Content starts

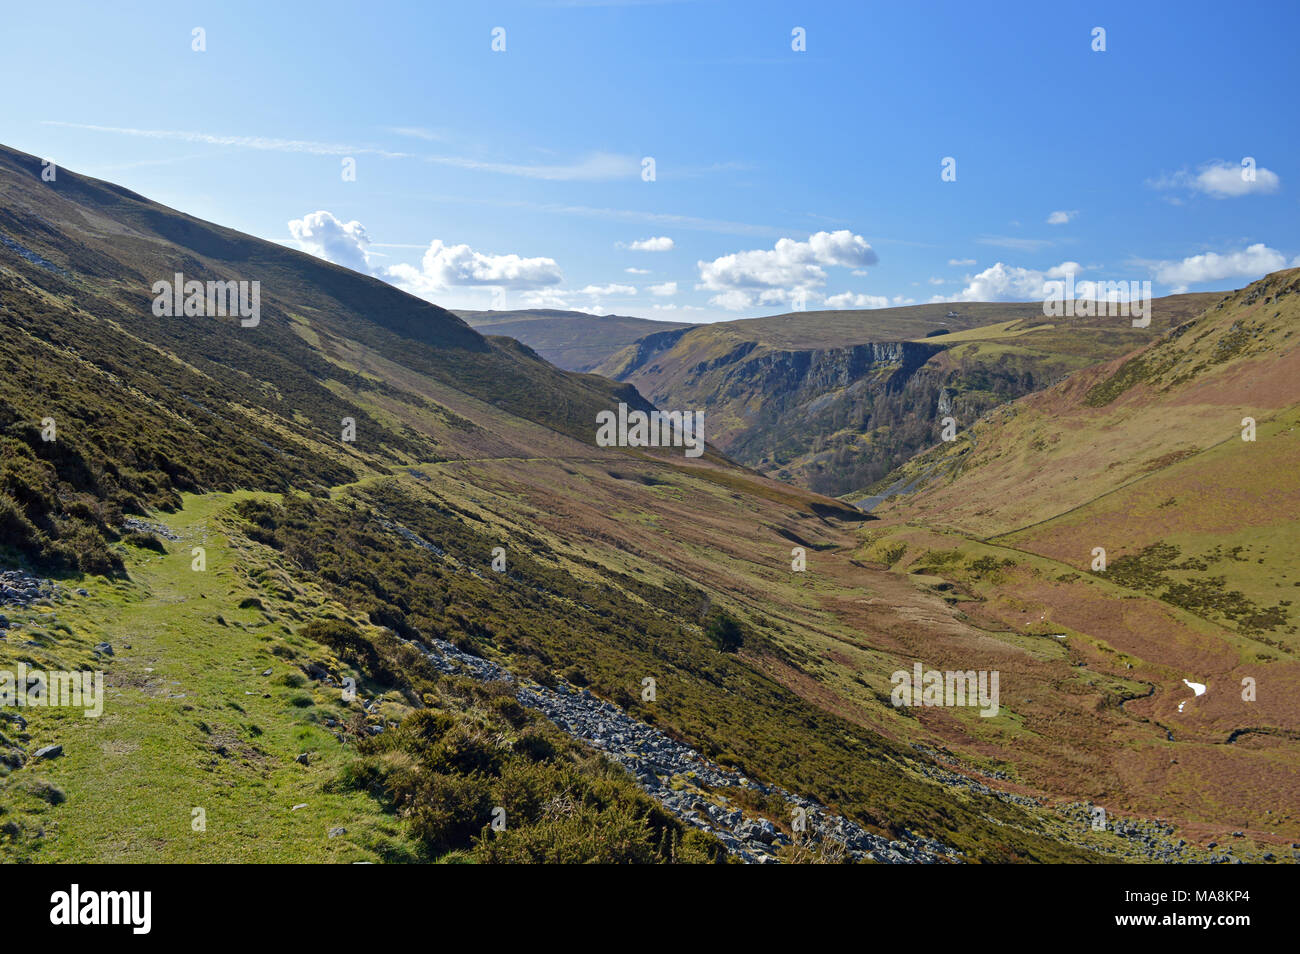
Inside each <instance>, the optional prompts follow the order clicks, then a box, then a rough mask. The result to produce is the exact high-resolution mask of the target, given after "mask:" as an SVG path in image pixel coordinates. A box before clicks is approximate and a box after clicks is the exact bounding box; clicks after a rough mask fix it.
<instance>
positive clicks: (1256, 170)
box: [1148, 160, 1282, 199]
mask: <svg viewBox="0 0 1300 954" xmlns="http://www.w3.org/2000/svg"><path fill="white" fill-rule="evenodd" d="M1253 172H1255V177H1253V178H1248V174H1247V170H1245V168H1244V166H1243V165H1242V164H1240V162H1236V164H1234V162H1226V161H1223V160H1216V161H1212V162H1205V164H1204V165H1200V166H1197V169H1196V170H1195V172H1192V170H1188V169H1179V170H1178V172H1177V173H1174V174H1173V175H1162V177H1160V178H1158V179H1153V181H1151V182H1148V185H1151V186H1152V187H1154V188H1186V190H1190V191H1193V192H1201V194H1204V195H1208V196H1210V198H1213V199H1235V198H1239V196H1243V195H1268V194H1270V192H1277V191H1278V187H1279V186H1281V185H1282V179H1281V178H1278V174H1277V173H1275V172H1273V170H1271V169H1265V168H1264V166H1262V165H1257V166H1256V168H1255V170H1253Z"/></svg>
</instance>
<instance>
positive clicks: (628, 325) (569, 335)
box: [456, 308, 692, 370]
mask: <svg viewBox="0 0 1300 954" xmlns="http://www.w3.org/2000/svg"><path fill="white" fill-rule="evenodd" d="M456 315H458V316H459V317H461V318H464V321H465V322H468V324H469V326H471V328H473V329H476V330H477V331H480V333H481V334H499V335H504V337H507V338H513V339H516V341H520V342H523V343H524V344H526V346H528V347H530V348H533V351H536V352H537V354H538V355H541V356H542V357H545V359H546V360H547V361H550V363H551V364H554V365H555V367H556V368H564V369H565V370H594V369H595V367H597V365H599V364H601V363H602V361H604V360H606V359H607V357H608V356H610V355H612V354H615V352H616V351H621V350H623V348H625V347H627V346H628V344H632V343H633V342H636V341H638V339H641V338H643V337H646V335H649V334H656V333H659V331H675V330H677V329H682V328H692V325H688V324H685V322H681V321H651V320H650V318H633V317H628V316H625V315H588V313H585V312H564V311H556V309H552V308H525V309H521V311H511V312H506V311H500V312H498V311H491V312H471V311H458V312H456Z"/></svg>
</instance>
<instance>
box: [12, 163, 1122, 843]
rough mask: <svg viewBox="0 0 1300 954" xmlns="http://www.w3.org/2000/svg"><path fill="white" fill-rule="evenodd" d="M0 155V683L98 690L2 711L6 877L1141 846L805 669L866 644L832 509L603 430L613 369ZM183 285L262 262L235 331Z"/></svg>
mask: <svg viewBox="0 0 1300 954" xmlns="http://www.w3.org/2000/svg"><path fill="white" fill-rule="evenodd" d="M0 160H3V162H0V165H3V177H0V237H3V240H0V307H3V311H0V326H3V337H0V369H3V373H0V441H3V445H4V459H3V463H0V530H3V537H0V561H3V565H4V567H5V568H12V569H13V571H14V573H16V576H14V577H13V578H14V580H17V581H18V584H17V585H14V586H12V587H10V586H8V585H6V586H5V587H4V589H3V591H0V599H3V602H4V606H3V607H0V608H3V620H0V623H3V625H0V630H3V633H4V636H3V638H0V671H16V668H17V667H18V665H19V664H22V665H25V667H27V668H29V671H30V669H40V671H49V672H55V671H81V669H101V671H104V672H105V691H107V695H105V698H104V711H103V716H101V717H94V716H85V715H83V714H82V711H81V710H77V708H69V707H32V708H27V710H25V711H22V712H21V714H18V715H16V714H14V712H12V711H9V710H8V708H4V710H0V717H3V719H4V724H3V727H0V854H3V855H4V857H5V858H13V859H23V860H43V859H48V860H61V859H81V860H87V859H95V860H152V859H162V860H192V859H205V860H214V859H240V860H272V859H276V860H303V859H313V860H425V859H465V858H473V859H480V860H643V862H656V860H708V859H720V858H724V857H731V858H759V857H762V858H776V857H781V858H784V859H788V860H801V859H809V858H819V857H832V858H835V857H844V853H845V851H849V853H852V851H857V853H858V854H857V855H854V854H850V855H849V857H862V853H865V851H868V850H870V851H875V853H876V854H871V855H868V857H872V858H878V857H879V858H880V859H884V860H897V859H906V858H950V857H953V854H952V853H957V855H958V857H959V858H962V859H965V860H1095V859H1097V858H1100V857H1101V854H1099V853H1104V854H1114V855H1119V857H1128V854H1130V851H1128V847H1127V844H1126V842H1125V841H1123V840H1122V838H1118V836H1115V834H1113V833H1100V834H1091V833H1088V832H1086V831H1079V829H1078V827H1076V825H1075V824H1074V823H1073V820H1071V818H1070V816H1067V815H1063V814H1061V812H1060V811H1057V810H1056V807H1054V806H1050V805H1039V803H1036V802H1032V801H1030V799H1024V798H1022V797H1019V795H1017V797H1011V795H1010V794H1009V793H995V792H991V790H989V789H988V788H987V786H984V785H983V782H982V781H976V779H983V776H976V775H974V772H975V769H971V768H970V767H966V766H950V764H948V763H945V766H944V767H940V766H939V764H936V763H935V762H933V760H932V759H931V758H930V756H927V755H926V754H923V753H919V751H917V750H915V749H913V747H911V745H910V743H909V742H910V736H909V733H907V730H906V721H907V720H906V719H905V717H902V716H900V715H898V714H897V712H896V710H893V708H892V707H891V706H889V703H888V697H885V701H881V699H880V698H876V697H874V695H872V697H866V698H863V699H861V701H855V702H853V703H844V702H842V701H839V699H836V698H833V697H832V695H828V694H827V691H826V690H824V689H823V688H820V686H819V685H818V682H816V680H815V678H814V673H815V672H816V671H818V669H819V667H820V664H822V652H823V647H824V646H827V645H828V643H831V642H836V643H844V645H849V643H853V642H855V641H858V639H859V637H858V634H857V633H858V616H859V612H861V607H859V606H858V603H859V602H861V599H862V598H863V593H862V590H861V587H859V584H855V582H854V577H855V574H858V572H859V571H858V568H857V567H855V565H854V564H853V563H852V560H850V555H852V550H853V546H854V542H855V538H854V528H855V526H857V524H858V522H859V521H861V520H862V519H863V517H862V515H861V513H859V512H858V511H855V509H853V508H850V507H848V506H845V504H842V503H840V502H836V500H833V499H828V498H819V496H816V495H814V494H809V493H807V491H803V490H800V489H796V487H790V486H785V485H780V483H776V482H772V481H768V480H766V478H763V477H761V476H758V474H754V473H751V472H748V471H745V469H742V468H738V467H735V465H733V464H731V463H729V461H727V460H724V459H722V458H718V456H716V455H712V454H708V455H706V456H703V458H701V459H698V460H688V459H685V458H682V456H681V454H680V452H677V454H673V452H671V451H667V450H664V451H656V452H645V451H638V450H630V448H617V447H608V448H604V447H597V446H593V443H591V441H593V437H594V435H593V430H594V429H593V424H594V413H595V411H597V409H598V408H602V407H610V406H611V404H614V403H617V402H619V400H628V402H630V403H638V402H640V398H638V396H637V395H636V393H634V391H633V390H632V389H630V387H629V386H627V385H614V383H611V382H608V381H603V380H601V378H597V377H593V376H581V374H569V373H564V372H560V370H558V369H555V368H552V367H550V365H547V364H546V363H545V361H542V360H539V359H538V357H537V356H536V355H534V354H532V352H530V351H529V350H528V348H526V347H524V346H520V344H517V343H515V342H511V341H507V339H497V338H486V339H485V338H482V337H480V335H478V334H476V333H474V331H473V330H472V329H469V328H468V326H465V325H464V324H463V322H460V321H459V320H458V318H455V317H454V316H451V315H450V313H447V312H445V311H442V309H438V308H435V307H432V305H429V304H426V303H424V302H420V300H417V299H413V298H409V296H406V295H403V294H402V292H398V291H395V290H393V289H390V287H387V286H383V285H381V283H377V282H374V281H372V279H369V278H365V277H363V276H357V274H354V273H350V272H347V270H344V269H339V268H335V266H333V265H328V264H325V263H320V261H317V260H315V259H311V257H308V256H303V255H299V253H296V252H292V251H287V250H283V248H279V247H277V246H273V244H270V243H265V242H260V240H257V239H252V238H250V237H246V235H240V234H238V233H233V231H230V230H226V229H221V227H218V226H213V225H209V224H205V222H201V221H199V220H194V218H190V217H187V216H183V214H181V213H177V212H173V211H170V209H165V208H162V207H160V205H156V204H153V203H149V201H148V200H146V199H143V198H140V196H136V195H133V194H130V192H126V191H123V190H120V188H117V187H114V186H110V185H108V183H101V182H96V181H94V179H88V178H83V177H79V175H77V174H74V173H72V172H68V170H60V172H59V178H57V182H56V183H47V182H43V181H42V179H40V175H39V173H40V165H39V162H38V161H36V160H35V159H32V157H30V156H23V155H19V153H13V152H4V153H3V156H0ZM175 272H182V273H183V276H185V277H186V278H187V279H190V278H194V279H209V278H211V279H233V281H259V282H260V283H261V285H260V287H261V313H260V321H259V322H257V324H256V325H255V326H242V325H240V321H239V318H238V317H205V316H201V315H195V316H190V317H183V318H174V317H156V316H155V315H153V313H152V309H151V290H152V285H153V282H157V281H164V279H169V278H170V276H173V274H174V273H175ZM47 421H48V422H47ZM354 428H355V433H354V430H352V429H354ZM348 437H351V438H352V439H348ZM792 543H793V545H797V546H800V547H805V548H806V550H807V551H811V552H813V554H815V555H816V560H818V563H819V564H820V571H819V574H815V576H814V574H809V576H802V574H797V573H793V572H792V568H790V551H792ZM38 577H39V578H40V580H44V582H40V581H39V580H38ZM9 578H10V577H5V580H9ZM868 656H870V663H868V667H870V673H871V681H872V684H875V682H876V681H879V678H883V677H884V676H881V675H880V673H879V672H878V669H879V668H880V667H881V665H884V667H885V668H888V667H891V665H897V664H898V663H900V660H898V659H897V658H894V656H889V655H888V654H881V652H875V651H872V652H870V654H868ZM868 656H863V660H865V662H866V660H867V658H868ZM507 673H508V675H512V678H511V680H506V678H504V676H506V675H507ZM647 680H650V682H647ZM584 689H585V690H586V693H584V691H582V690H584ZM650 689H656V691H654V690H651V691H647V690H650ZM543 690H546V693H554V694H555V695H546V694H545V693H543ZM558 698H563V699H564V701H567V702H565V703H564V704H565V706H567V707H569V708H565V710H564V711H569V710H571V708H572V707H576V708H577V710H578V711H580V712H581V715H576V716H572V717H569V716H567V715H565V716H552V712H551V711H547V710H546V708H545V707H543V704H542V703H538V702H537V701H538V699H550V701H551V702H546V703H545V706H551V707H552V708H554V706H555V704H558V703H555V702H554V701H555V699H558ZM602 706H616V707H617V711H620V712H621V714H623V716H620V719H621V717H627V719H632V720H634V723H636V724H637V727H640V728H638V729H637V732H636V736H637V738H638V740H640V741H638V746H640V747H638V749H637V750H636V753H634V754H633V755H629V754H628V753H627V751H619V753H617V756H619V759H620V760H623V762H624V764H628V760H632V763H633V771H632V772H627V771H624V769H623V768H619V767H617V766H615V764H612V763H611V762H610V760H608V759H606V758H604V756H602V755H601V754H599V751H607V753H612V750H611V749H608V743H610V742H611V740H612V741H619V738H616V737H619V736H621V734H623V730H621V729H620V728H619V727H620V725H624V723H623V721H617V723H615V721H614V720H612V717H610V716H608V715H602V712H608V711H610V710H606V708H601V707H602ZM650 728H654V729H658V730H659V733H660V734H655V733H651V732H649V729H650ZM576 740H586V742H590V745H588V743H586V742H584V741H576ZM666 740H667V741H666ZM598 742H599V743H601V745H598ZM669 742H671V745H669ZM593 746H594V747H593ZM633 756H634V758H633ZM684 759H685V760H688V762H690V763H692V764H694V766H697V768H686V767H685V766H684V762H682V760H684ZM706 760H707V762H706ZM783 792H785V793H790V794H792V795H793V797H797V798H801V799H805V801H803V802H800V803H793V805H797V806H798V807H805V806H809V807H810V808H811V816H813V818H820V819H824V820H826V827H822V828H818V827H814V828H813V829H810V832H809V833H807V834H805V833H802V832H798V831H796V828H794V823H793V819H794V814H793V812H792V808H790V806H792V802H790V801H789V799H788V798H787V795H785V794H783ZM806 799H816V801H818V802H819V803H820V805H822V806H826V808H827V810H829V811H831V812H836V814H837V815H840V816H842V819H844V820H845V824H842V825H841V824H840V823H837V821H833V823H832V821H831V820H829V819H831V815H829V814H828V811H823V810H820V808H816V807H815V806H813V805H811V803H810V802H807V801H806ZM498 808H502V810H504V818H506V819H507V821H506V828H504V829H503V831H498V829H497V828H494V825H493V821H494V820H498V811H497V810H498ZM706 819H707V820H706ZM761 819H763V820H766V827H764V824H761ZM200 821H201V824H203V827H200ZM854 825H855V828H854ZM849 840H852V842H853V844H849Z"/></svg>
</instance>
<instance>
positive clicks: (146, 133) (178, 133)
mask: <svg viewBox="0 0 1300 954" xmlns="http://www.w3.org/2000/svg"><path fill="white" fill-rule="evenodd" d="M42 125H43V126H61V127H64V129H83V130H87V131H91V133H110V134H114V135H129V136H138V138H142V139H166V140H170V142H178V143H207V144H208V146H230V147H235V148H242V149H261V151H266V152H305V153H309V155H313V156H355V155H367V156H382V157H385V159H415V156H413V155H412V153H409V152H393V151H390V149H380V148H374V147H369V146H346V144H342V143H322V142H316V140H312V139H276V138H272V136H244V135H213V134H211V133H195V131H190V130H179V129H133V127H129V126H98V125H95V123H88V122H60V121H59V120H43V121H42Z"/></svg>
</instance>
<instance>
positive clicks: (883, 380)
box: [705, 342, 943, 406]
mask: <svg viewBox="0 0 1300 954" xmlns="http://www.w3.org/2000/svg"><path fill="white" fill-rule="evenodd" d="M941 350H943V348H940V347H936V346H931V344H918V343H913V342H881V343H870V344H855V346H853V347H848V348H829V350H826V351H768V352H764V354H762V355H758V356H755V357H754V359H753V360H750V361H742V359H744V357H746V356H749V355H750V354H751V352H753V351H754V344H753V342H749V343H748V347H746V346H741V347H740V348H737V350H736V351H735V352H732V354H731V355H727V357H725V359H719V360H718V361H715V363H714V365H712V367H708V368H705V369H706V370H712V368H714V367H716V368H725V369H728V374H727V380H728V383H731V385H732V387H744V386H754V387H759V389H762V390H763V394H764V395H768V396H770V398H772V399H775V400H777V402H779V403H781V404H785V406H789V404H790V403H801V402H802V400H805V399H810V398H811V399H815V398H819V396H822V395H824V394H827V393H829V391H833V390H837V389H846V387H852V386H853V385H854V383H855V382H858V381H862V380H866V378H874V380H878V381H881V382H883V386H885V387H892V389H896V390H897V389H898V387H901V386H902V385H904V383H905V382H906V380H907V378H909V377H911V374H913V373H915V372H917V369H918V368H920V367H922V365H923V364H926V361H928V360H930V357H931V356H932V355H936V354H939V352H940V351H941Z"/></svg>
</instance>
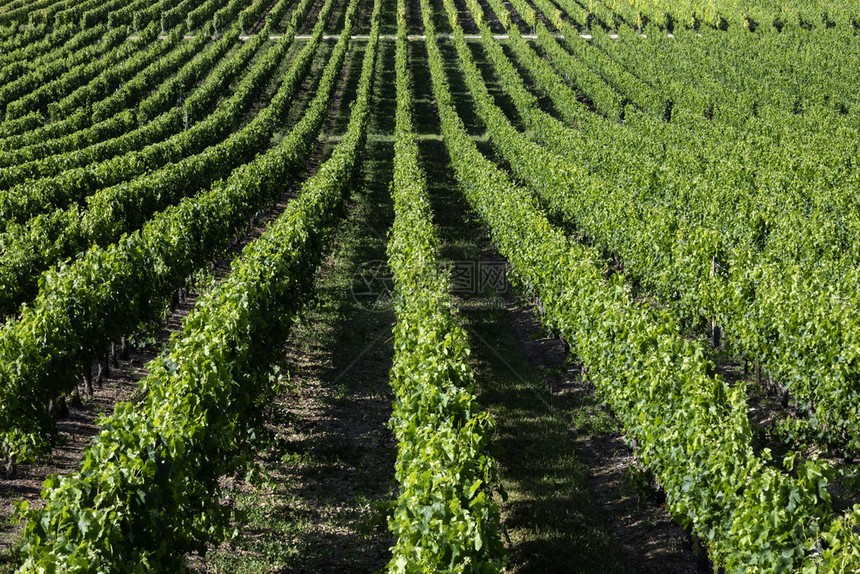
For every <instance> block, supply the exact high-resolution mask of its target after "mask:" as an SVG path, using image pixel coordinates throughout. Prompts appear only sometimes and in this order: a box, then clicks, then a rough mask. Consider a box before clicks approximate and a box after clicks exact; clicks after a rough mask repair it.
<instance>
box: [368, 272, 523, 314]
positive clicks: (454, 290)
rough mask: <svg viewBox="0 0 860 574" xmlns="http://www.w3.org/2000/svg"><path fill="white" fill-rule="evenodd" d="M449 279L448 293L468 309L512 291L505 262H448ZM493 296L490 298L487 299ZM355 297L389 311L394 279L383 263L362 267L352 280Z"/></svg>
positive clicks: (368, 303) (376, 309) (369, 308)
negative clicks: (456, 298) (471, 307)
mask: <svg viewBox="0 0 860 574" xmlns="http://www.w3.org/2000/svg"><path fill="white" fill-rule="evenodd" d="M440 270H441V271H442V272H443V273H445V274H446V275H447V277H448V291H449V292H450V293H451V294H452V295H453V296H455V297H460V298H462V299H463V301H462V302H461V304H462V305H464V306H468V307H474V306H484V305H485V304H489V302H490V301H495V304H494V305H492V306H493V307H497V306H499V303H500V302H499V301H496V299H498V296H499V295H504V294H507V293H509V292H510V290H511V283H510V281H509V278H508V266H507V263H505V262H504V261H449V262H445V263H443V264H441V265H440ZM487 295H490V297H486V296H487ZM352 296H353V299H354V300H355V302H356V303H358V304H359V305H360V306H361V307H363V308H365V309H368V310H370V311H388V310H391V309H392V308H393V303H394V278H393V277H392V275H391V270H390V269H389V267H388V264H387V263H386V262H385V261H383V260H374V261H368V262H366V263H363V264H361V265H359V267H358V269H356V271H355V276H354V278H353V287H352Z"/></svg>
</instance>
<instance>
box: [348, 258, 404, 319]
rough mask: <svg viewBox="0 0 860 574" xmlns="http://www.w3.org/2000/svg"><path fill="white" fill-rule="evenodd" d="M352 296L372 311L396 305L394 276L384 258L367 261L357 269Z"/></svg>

Content ends

### WORK INSTRUCTIONS
Copy only the stretch running from the line containing "box: [348, 258, 404, 319]" to the final line of the entries, both ends included, exactly as it stands.

### TASK RESPONSE
box: [348, 258, 404, 319]
rough mask: <svg viewBox="0 0 860 574" xmlns="http://www.w3.org/2000/svg"><path fill="white" fill-rule="evenodd" d="M352 296L372 311L396 305L394 276L384 258L367 261L357 269Z"/></svg>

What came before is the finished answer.